(ACTIVITY) Retype every line of the records below, leaving out the pictures.

(Stored data)
- - - -
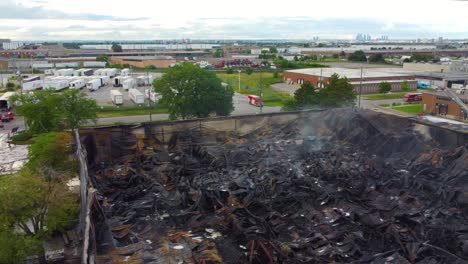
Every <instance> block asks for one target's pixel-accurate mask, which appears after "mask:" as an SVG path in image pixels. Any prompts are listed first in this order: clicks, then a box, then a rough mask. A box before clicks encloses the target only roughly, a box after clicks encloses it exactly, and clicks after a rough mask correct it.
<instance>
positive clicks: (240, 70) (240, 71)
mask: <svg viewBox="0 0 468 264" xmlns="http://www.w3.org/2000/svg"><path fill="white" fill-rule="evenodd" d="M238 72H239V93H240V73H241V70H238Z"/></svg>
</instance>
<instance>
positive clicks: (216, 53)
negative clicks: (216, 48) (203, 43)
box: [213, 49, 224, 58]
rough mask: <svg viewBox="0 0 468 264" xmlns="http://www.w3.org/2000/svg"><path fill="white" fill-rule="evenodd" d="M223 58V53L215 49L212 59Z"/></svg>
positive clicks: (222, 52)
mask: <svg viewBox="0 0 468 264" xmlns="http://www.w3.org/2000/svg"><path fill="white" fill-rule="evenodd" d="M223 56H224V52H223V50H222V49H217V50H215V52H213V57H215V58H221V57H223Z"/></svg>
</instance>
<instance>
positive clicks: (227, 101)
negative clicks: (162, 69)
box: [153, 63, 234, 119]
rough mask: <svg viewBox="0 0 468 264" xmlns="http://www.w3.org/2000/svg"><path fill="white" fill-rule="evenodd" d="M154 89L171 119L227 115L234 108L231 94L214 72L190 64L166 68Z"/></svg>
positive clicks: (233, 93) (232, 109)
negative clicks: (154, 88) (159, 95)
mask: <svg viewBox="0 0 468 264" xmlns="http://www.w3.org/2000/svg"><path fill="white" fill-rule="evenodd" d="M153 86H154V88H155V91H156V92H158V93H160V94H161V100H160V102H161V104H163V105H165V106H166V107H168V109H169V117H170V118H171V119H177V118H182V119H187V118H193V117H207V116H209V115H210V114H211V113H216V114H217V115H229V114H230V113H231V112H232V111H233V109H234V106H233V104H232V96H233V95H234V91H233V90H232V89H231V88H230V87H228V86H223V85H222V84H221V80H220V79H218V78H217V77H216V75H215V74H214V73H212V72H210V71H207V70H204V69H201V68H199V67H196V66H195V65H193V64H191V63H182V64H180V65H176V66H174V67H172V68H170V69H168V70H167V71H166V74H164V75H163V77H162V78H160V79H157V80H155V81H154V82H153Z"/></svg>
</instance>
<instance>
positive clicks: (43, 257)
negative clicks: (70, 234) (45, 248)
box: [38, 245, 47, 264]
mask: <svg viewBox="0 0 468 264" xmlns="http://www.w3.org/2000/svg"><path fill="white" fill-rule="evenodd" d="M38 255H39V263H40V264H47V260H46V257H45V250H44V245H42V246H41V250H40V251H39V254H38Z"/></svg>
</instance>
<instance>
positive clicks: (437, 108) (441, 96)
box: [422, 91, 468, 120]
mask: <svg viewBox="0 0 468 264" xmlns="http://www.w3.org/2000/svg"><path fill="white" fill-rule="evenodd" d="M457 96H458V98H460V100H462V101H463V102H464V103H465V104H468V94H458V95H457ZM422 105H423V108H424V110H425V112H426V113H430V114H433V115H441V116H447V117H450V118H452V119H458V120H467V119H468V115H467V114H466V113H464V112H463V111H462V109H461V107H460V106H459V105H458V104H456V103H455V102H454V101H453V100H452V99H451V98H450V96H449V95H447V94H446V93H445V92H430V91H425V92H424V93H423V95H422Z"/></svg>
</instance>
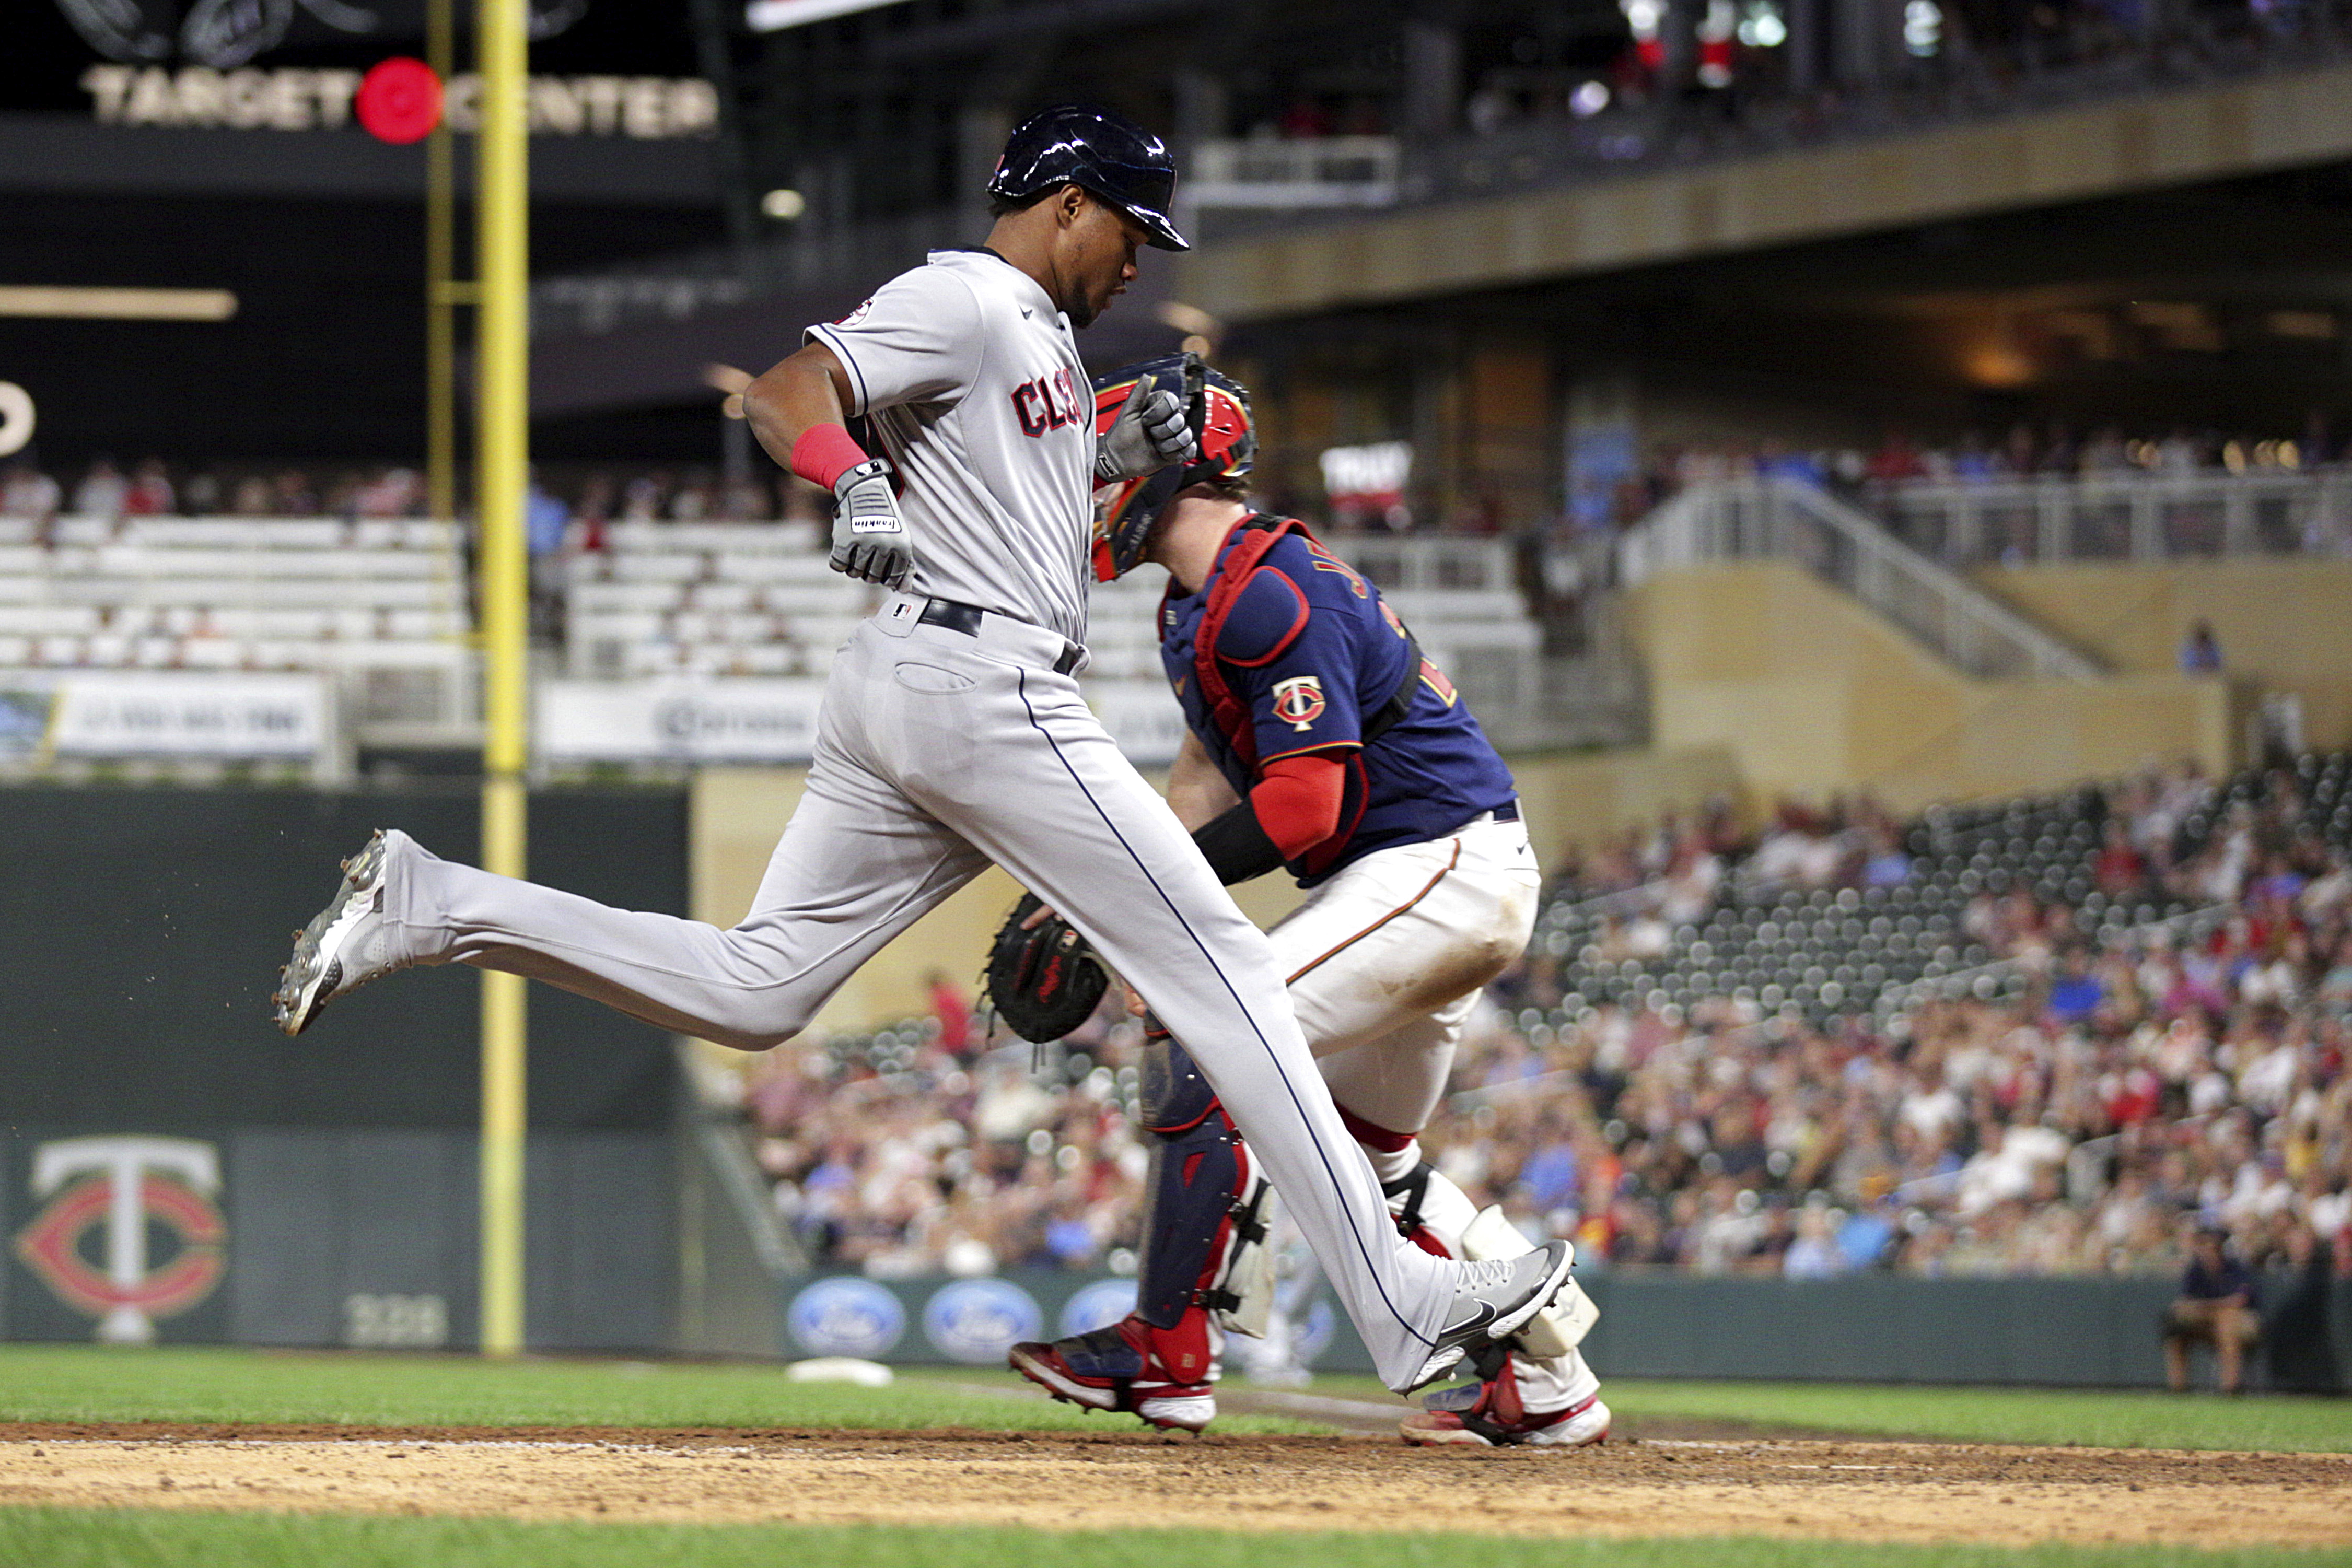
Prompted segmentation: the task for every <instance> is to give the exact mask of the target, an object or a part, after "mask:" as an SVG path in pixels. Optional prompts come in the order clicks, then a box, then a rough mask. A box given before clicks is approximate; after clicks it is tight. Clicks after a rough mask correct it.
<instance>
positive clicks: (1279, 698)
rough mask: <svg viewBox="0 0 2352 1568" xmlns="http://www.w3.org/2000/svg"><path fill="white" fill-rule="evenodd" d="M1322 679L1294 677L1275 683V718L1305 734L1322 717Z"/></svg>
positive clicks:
- - - -
(ANSWER TO THE EXERCISE)
Every <instance> block asks for one target's pixel-accurate mask, which appears after "mask:" as an SVG path in image pixels. Any prompts are listed first in this order: clicks, then a box, then a rough mask. A box before clicks encloses the target only roughly, a box after clicks encloses it exactly, and clicks after a rough mask correct it.
<instance>
positive clicks: (240, 70) (240, 71)
mask: <svg viewBox="0 0 468 264" xmlns="http://www.w3.org/2000/svg"><path fill="white" fill-rule="evenodd" d="M238 72H239V93H240V73H241V70H238Z"/></svg>
</instance>
<instance>
positive clicks: (216, 53)
negative clicks: (216, 48) (203, 43)
box: [213, 49, 224, 58]
rough mask: <svg viewBox="0 0 468 264" xmlns="http://www.w3.org/2000/svg"><path fill="white" fill-rule="evenodd" d="M223 58V53L215 49L212 59Z"/></svg>
positive clicks: (222, 52)
mask: <svg viewBox="0 0 468 264" xmlns="http://www.w3.org/2000/svg"><path fill="white" fill-rule="evenodd" d="M223 56H224V52H223V50H222V49H217V50H215V52H213V57H215V58H221V57H223Z"/></svg>
</instance>
<instance>
positive clicks: (227, 101)
negative clicks: (162, 69)
box: [153, 63, 234, 119]
rough mask: <svg viewBox="0 0 468 264" xmlns="http://www.w3.org/2000/svg"><path fill="white" fill-rule="evenodd" d="M154 89L171 119L227 115L234 108L231 94L214 72L190 64L166 68Z"/></svg>
positive clicks: (233, 93) (232, 109)
negative clicks: (154, 88) (159, 95)
mask: <svg viewBox="0 0 468 264" xmlns="http://www.w3.org/2000/svg"><path fill="white" fill-rule="evenodd" d="M153 86H154V88H155V91H156V92H158V93H160V94H161V100H160V102H161V104H163V105H165V106H166V107H168V109H169V117H170V118H171V119H177V118H182V119H187V118H193V117H207V116H209V115H210V114H211V113H216V114H217V115H229V114H230V113H231V112H232V111H233V109H234V106H233V104H232V96H233V95H234V91H233V90H232V89H231V88H230V87H228V86H223V85H222V84H221V80H220V79H218V78H217V77H216V75H215V74H214V73H212V72H210V71H207V70H204V69H201V68H199V67H196V66H195V65H193V64H191V63H182V64H180V65H176V66H174V67H172V68H170V69H168V70H167V71H166V74H164V75H163V77H162V78H160V79H157V80H155V81H154V82H153Z"/></svg>
</instance>
<instance>
positive clicks: (43, 257)
negative clicks: (70, 234) (45, 248)
box: [38, 245, 47, 264]
mask: <svg viewBox="0 0 468 264" xmlns="http://www.w3.org/2000/svg"><path fill="white" fill-rule="evenodd" d="M38 255H39V263H40V264H47V260H46V257H45V250H44V245H42V246H41V250H40V251H39V254H38Z"/></svg>
</instance>
<instance>
positive clicks: (437, 108) (441, 96)
box: [422, 91, 468, 120]
mask: <svg viewBox="0 0 468 264" xmlns="http://www.w3.org/2000/svg"><path fill="white" fill-rule="evenodd" d="M457 96H458V98H460V100H462V101H463V102H464V103H465V104H468V94H458V95H457ZM422 105H423V108H424V110H425V112H426V113H430V114H433V115H441V116H447V117H450V118H452V119H458V120H467V119H468V115H467V114H466V113H464V112H463V111H462V109H461V107H460V106H459V105H458V104H456V103H455V102H454V101H453V100H452V99H451V98H450V96H449V95H447V94H446V93H445V92H430V91H425V92H424V93H423V95H422Z"/></svg>
</instance>
Prompted segmentation: the task for every <instance> is to give the exact mask of the target, an object or a part, after "mask:" as an SVG path in pixels. Optional prompts come in the order clicks, then a box, then a rough mask. A box given before clicks is approximate; after clicks it is tight. Clicks after a rough mask correct it.
<instance>
positive clicks: (1279, 698)
rough mask: <svg viewBox="0 0 2352 1568" xmlns="http://www.w3.org/2000/svg"><path fill="white" fill-rule="evenodd" d="M1322 679L1294 677L1275 683V718L1305 734L1322 717Z"/></svg>
positive clicks:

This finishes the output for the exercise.